## Exercise:
Print the records below exactly as they appear.

(Supplied information begins)

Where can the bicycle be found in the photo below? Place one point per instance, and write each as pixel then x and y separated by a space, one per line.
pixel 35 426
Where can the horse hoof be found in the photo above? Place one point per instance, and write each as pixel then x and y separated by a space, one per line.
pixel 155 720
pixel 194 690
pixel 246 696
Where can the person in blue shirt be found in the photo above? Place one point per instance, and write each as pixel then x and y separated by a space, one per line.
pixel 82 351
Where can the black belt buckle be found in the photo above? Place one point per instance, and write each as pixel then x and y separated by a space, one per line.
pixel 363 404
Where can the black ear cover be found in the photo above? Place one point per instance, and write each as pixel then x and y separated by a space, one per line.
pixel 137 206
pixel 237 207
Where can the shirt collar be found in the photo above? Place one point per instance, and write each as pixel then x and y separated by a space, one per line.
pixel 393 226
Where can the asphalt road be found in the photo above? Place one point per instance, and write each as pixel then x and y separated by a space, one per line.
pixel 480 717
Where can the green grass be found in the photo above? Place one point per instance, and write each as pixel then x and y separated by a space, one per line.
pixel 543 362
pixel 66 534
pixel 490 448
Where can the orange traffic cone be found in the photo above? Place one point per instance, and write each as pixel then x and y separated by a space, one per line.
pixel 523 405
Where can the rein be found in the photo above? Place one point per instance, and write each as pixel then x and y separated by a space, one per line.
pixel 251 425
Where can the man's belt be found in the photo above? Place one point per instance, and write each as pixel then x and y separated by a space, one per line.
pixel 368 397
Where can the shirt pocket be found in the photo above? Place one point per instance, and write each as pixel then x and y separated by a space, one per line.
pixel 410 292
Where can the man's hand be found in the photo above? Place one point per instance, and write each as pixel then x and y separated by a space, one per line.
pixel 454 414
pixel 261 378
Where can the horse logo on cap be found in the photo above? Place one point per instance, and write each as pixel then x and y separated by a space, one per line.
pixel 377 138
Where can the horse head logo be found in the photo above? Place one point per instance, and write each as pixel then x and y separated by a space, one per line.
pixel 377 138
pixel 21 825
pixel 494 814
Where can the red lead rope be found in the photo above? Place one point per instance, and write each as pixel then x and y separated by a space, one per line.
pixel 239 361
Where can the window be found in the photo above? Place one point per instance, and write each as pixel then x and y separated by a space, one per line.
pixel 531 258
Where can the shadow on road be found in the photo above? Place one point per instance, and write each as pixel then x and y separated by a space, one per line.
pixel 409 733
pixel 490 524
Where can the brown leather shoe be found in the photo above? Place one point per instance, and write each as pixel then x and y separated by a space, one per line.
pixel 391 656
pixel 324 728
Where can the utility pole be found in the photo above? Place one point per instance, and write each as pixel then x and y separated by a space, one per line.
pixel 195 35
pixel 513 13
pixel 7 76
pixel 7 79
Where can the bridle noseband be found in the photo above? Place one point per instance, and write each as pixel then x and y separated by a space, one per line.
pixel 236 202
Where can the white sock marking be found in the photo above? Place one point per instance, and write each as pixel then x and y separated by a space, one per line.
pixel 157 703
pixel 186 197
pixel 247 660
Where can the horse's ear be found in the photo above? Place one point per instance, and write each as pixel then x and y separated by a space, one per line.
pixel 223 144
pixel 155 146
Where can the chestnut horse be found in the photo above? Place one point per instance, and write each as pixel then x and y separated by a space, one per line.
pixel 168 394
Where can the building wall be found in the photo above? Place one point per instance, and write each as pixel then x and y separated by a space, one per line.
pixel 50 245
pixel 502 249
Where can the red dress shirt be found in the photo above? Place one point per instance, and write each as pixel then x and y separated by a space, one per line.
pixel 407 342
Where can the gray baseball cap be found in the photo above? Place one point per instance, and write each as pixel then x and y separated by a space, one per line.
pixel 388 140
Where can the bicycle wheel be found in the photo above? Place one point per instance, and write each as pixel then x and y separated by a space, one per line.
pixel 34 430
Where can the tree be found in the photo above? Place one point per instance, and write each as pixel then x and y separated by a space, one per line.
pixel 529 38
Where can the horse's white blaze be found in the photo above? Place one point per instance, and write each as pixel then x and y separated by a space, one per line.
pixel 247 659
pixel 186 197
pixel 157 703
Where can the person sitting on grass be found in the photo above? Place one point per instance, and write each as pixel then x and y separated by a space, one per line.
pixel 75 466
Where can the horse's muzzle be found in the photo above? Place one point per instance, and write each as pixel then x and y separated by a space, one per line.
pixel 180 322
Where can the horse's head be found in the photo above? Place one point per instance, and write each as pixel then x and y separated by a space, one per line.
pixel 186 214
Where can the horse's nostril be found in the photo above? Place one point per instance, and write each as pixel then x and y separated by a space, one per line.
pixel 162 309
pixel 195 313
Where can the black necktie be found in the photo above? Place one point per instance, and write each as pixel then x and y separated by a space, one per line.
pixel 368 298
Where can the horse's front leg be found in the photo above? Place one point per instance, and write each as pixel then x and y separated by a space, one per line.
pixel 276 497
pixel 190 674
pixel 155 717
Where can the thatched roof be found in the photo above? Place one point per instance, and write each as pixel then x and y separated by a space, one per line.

(Supplied information ends)

## Response area:
Where can the bicycle be found in the photo below? Place one point per instance, and write each as pixel then x and y separated by a space, one per line.
pixel 35 426
Where can the horse hoof be found in the photo above? Place one point per instance, and write each as pixel then x and y separated by a space, one per line.
pixel 155 720
pixel 194 690
pixel 246 696
Where can the person in blue shirt be found in the photo above? Place one point per instance, and write each as pixel then x and y separated by a space, one per line.
pixel 82 351
Where can the black belt buckle be found in the photo above? Place one point per instance, and write each as pixel then x and y separated by a space, one per line.
pixel 363 404
Where can the black ear cover be found in the photo above? Place one point per instance, and write each as pixel then x and y separated by a space, one per line.
pixel 137 206
pixel 237 207
Where can the shirt collar be found in the photo above? Place one point per instance, and write each as pixel then x and y separated by a space, one per line.
pixel 393 226
Where can the asphalt road be found in the photo above? Place one point per instance, and write each as pixel then x and y separated by a space, one per line.
pixel 480 717
Where can the green grass be found in the photo above? Place one point per instance, and write each as pixel then x and y separated by a space, one per line.
pixel 543 362
pixel 66 534
pixel 490 448
Where can the orange traffic cone be found in the photo above? Place one point per instance, and write each as pixel then x and y separated by a space, one per line.
pixel 523 405
Where can the rein be found in the photo above? Place one point per instance, and write each as pixel then x and y separated by a space, one per line.
pixel 251 425
Where can the man's belt be found in the photo above? Place one point per instance, and write each as pixel then x and y separated by a space, one per line.
pixel 368 397
Where can the shirt pocket be found in the photo above? Place one point per instance, and write each as pixel then x and y separated by a space, one per line.
pixel 410 292
Where can the man's hand be found in the photo above? Place one point per instance, and write each as pixel then x and y separated by a space, one per line.
pixel 454 414
pixel 261 378
Where can the horse logo on cap be found in the photo above? Place one point per instance, and write each as pixel then x and y separated by a space, one per line.
pixel 377 138
Where can the horse head logo be found in the photo above? Place one point per instance, and write each as pixel then x and y separated by a space, one per line.
pixel 377 138
pixel 21 825
pixel 494 814
Where can the red lead rope be found in the photo above? Place one point per instance, and write each as pixel then x and y separated by a space, one per line.
pixel 239 361
Where can the window be found in the photo above? Place one point per instance, and write each as pixel then x and y separated by a space, one per line.
pixel 531 258
Where can the shadow on road be found in the photo above? Place one point per instance, and write each as pixel then x and y separated by a space, one per line.
pixel 409 733
pixel 490 524
Where can the brown leather shoe be found in the photo above? Place one point per instance, and write each as pixel then x and y separated by a space, one per line.
pixel 391 656
pixel 324 728
Where can the utility pole be found in the photo above? Place one point per instance, and write each as pixel then x and y separated by a space, one per line.
pixel 195 35
pixel 513 13
pixel 7 76
pixel 7 79
Where can the bridle noseband be found in the photo above? Place one point per instance, and write each as pixel then x and y separated by a space, one per line.
pixel 236 202
Where can the white sock marking be found in the photo above? Place one point per instance, and write each as pixel then x and y separated by a space, one per line.
pixel 157 703
pixel 186 197
pixel 247 660
Where can the horse's ear be found in the photo above? Place one point per instance, and write each as pixel then x and y separated by a space, one per line.
pixel 223 144
pixel 155 146
Where can the chestnut horse be found in the photo above? Place one point per instance, and write each as pixel then x and y separated by a space, one per line.
pixel 168 394
Where can the building wall be found in the photo above? Place one point per instance, and write each as pixel then x and y separated by a space, one per line.
pixel 50 245
pixel 502 249
Where can the red dress shirt be found in the photo above? Place one point per instance, and write each as pixel then x and y separated by a space, one per line.
pixel 407 342
Where can the gray baseball cap be found in the photo above? Place one point per instance, and write each as pixel then x and y separated by a space, one per line.
pixel 388 140
Where can the bicycle wheel be found in the photo above? Place one point per instance, and write each as pixel then x and y separated by a space, one per line.
pixel 34 430
Where can the tree be found in the photo above? Place one point per instance, and write each as pixel then x and y separated by a space, one per line.
pixel 529 38
Where can the horse's white blaze be found in the photo above? Place one point per instance, and write each as pixel then x and y separated by a space, one per line.
pixel 247 659
pixel 186 197
pixel 157 703
Where can the person sitting on grass be found in the photo above? Place one point per instance, and write each as pixel then x and y separated by a space, one per line.
pixel 75 466
Where can the horse's muzzle be found in the photo above? Place one point per instance, and write each as pixel then x and y separated by a space, one per line.
pixel 180 322
Where can the horse's head be found in the photo above? Place one point per instance, and write each as pixel then x and y separated by a space, one per line.
pixel 186 214
Where can the horse's nostril be found in the photo above? Place one point per instance, and write each as pixel then x and y separated by a space, one per line.
pixel 162 309
pixel 195 313
Where can the black necktie be found in the photo above? Place one point per instance, and write each as pixel then x and y separated by a space, one per line.
pixel 368 298
Where can the horse's front leg be found in the photo above? Place one point per instance, and write each as pixel then x and y separated by a space, one per line.
pixel 276 497
pixel 190 674
pixel 155 717
Where can the thatched roof be found in the photo above? Place one point per instance, and write each as pixel then x and y separated by a space, one per line.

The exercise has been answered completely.